ChatGPT et le droit: enjeux juridiques des IA génératives

Le professeur Gilliéron, avocat spécialisé en propriété intellectuelle et droits des technologies à Lausanne, dresse un état des lieux des questions juridiques soulevées par l’émergence des IA génératives. Enseignant depuis 2006 à l’Université de Lausanne, il apporte un double éclairage sur les implications légales et pédagogiques de ces nouveaux outils.

Un cadre juridique en construction

Selon le professeur Gilliéron, le monde juridique accueille ces nouvelles technologies « avec un certain retard ». Si l’IA n’est pas nouvelle, sa démocratisation via des outils gratuits comme ChatGPT a accéléré la prise de conscience des enjeux. À ce jour, aucune réglementation spécifique n’est en vigueur, mais des efforts législatifs sont en cours, particulièrement au niveau européen avec une proposition de règlement sur l’intelligence artificielle.

L’Union européenne apparaît comme pionnière dans ce domaine, tandis que les États-Unis privilégient une approche plus souple favorisant l’innovation. La Chine, quant à elle, opte pour un encadrement plus strict pour des raisons de contrôle.

Impact sur les professions juridiques

Ces technologies promettent de transformer significativement les métiers du droit. À court terme, elles peuvent servir d’outils d’aide à la rédaction et à la recherche. À moyen terme, les clients pourraient exiger leur utilisation pour réduire les coûts. Certaines grandes entreprises américaines espèrent réaliser jusqu’à 40% d’économies grâce à ces outils, ce qui pourrait entraîner une réduction des effectifs et une réorganisation du travail juridique externalisé.

■ ENREGISTREMENTS EXTRAITS:
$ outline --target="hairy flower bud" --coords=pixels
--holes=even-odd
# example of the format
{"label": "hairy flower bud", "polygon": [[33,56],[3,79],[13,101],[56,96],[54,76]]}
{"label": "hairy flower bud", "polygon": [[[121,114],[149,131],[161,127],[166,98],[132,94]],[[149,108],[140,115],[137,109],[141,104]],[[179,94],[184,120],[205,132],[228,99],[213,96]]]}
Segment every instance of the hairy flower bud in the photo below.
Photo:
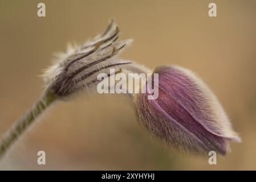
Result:
{"label": "hairy flower bud", "polygon": [[216,97],[193,73],[177,66],[154,73],[159,73],[158,98],[148,100],[148,93],[135,96],[139,121],[152,134],[200,154],[225,155],[229,142],[239,141]]}

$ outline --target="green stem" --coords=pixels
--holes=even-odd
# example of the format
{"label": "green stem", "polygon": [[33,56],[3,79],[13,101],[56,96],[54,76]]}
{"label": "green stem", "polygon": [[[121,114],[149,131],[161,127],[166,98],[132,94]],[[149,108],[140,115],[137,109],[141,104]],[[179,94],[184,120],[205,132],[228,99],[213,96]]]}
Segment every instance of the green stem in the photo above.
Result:
{"label": "green stem", "polygon": [[51,92],[46,92],[41,98],[29,110],[3,137],[0,142],[0,158],[10,147],[26,131],[35,119],[56,100]]}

■ TRAVAIL DEMANDÉ:
**1)** D'après le texte sur ChatGPT et le droit, pourquoi les clients pourraient-ils exiger à moyen terme l'utilisation de ces outils ? Répondez en une à trois phrases.
**2)** Veuillez remplacer « avocat » par « juriste » dans le texte sur ChatGPT et le droit, puis recopier le passage de « Le professeur Gilliéron, avocat » à « ces nouveaux outils. ».
**3)** Résumez le texte sur ChatGPT et le droit en deux phrases.
Les enregistrements forment un matériau distinct du texte.

■ RÉPONSES PAR TÂCHE:
**1)** Les clients pourraient exiger l'utilisation de ces outils à moyen terme afin de réduire les coûts. Certaines grandes entreprises américaines espèrent réaliser jusqu'à 40 % d'économies grâce à eux.

**2)**
Le professeur Gilliéron, juriste spécialisé en propriété intellectuelle et droits des technologies à Lausanne, dresse un état des lieux des questions juridiques soulevées par l’émergence des IA génératives. Enseignant depuis 2006 à l’Université de Lausanne, il apporte un double éclairage sur les implications légales et pédagogiques de ces nouveaux outils.

**3)** Selon le professeur Gilliéron, le monde juridique accueille les IA génératives avec un certain retard, et aucune réglementation spécifique n'est encore en vigueur, l'Union européenne faisant figure de pionnière. Ces outils promettent de transformer les métiers du droit, d'abord comme aide à la rédaction et à la recherche, puis parce que les clients pourraient exiger leur utilisation pour réduire les coûts.